### WHAT TO DO
Return the data exactly, apart from leaving out the pictures.

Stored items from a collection
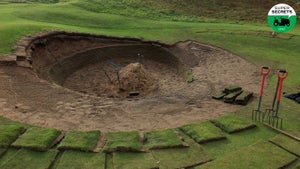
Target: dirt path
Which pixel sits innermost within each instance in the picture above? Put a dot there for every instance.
(26, 98)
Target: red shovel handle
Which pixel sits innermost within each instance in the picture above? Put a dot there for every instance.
(264, 70)
(282, 74)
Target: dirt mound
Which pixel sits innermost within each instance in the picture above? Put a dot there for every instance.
(134, 77)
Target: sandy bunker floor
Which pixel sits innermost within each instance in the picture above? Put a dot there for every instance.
(85, 105)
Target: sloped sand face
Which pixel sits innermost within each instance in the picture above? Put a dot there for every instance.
(75, 93)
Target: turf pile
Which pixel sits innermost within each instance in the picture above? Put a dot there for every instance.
(77, 140)
(232, 123)
(161, 139)
(123, 160)
(123, 141)
(9, 133)
(290, 145)
(26, 159)
(203, 132)
(262, 154)
(78, 159)
(40, 139)
(181, 157)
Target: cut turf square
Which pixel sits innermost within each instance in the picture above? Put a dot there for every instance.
(181, 157)
(123, 141)
(71, 159)
(160, 139)
(203, 132)
(27, 159)
(232, 123)
(262, 154)
(79, 140)
(9, 133)
(40, 139)
(286, 143)
(126, 160)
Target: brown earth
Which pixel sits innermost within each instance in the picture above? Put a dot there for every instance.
(84, 102)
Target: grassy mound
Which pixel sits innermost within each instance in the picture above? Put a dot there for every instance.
(203, 132)
(77, 140)
(286, 143)
(26, 159)
(40, 139)
(123, 141)
(262, 154)
(123, 160)
(232, 123)
(76, 159)
(160, 139)
(181, 157)
(9, 133)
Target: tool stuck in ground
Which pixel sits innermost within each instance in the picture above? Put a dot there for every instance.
(274, 119)
(256, 114)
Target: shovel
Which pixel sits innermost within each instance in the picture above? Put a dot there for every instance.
(275, 119)
(264, 70)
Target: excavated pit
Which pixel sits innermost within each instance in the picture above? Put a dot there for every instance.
(72, 84)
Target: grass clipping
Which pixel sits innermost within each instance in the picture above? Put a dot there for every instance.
(134, 77)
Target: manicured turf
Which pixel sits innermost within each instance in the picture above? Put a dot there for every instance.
(123, 141)
(203, 132)
(9, 133)
(181, 157)
(27, 159)
(232, 123)
(159, 139)
(124, 160)
(78, 140)
(262, 154)
(286, 143)
(80, 160)
(35, 138)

### ANSWER FOR THIS EXERCISE
Target: dirt path
Which pixel sits innermost within each instance in the picture above? Put a dot there for every instance.
(26, 98)
Target: red shovel handle
Which pixel sits innermost within each instance in the picture above? Put a dot there for every instance.
(264, 70)
(282, 74)
Target: dirt mound
Which pixel sits innermost within each instance in the picture above? Put a dot there for every instance.
(134, 77)
Target: sandy bunker floor
Which pixel sits innermost within each instance in the picture above? Put a dot there for every instance.
(85, 105)
Target: sloped sand face
Which pixel sits innermost within each instance in the picture above? Put a dot there for every instance.
(75, 93)
Target: turf pile
Which pixel sits innermost within each instance in the picture above? Put a dot there for every instance.
(77, 140)
(232, 123)
(161, 139)
(123, 160)
(123, 141)
(9, 133)
(290, 145)
(26, 159)
(203, 132)
(262, 154)
(78, 159)
(40, 139)
(181, 157)
Target: cut turf square
Which pixel sits innermost within each instance in the picture above? Put a dot there for every instance.
(181, 157)
(123, 141)
(71, 159)
(160, 139)
(203, 132)
(27, 159)
(232, 123)
(262, 154)
(79, 140)
(9, 133)
(40, 139)
(286, 143)
(126, 160)
Target: brown earth
Which pixel sits innermost within each instance in the picture above? Put a dot there for every instance.
(84, 102)
Target: grassy mound
Which pixel sits innermost within each instance in the picture above? Put a dot there for every instance.
(203, 132)
(77, 140)
(286, 143)
(26, 159)
(40, 139)
(123, 141)
(262, 154)
(123, 160)
(232, 123)
(76, 159)
(160, 139)
(181, 157)
(9, 133)
Target: tool stuck in ground
Which pixel sits innermost within each instance in the picture above? Put a dot there for every instance.
(274, 119)
(256, 114)
Target: shovel
Which pixel sits innermost within each instance in the picture above? Put a dot there for every instance.
(275, 119)
(264, 70)
Target: excavated pit
Which pixel sits innermost within each instance in the picture above? Put a dot there for every instance.
(72, 84)
Target: grass clipping
Which pixel sits innermost within each instance in the picture above? Put a dot there for every instance.
(134, 77)
Target: manicured turf
Which pixel sits innermost within each instance in the picture above? Put a dot there for every instance.
(123, 141)
(203, 132)
(9, 133)
(181, 157)
(27, 159)
(232, 123)
(159, 139)
(124, 160)
(78, 140)
(262, 154)
(286, 143)
(80, 160)
(35, 138)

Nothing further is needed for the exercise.